◆ YOUR GOAL:
Put the rows below into a two-column CSV with the headers instruction and points, one CSV line per row, each value in a single quoted field with line breaks replaced by spaces. Begin at the line containing "the green grass.", continue through the last of the rows, and leave the pictures out.

[Excerpts of pointing data]
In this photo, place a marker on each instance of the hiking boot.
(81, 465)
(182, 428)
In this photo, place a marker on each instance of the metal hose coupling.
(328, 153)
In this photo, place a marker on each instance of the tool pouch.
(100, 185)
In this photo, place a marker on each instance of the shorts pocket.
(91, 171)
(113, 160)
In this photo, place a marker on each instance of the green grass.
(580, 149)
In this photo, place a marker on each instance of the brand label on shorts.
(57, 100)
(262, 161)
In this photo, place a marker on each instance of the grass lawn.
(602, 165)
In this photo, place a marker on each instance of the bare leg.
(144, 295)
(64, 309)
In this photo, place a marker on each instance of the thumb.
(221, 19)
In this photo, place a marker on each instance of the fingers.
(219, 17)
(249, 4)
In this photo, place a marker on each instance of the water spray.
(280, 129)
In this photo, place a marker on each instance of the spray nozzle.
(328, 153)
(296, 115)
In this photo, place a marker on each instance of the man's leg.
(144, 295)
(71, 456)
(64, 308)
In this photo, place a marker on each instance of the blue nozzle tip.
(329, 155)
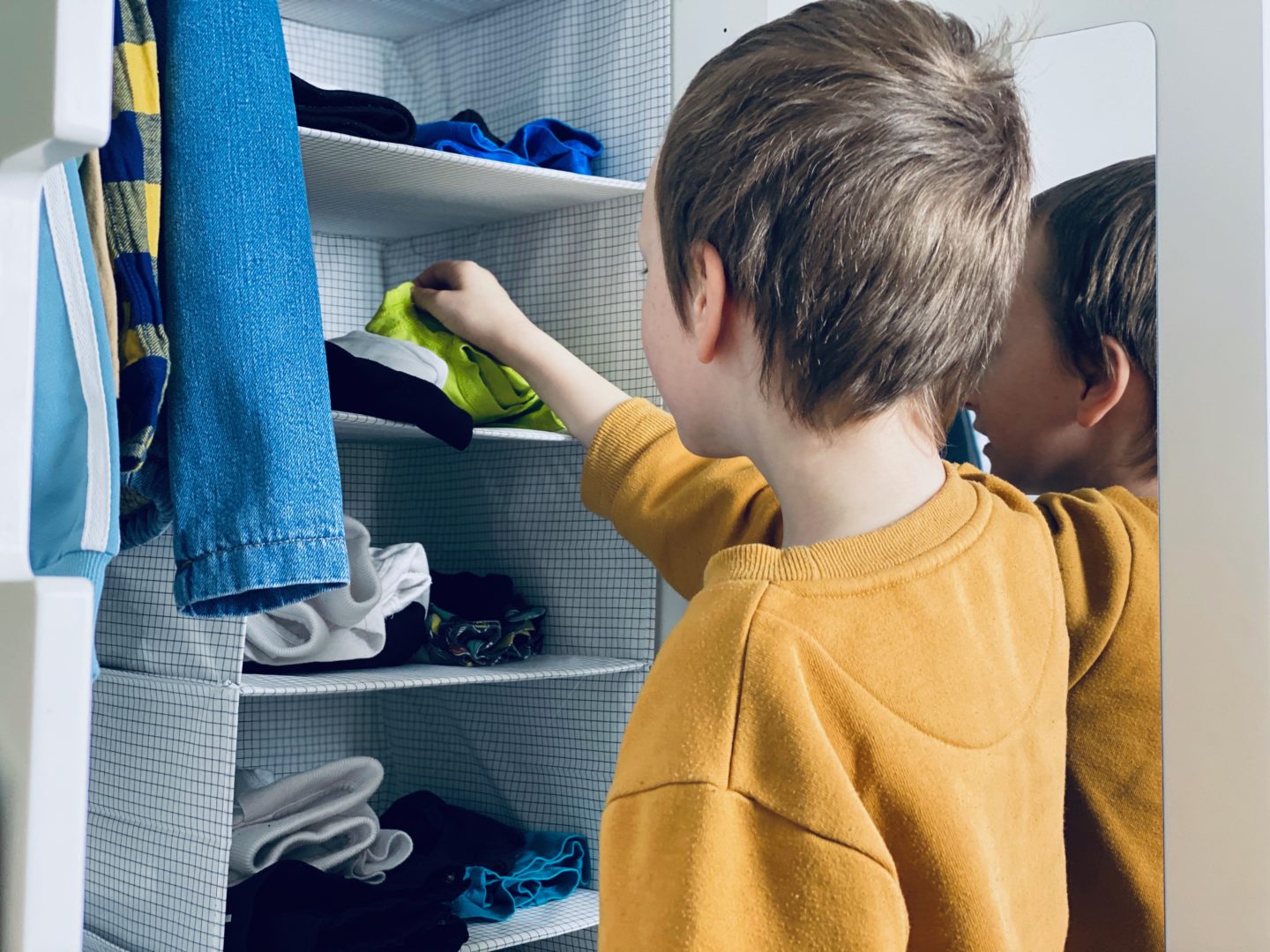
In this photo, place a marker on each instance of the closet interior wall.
(533, 746)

◆ RESULT BELOW:
instruction,points
"In this photo, place a marker on each instance of the green grass.","(580, 149)"
"In this photo, place a marker on each instance of the brand label on shorts.","(57, 100) (262, 161)"
"In this photo, place a marker on each instance of the grass lawn.","(602, 165)"
"In this photo, place a marker on each instance of the bare leg.","(144, 295) (64, 309)"
"In this photo, place a marker on each instance of the thumb.","(221, 19)"
"In this photo, place a marker on each instance of the fingers.","(219, 17) (249, 4)"
"In this photo, place a marker on each instance of the water spray.","(280, 129)"
"In this photo, place a marker on each instance of the spray nozzle.","(328, 153) (296, 115)"
"In this photo, place a marker on each instance of the man's leg.","(144, 295) (71, 456) (64, 308)"
"In this photo, place a marker on each instance of the blue nozzle tip.","(329, 155)"
"In this photo, place a marker on each instance of the closet interior wall.","(533, 746)"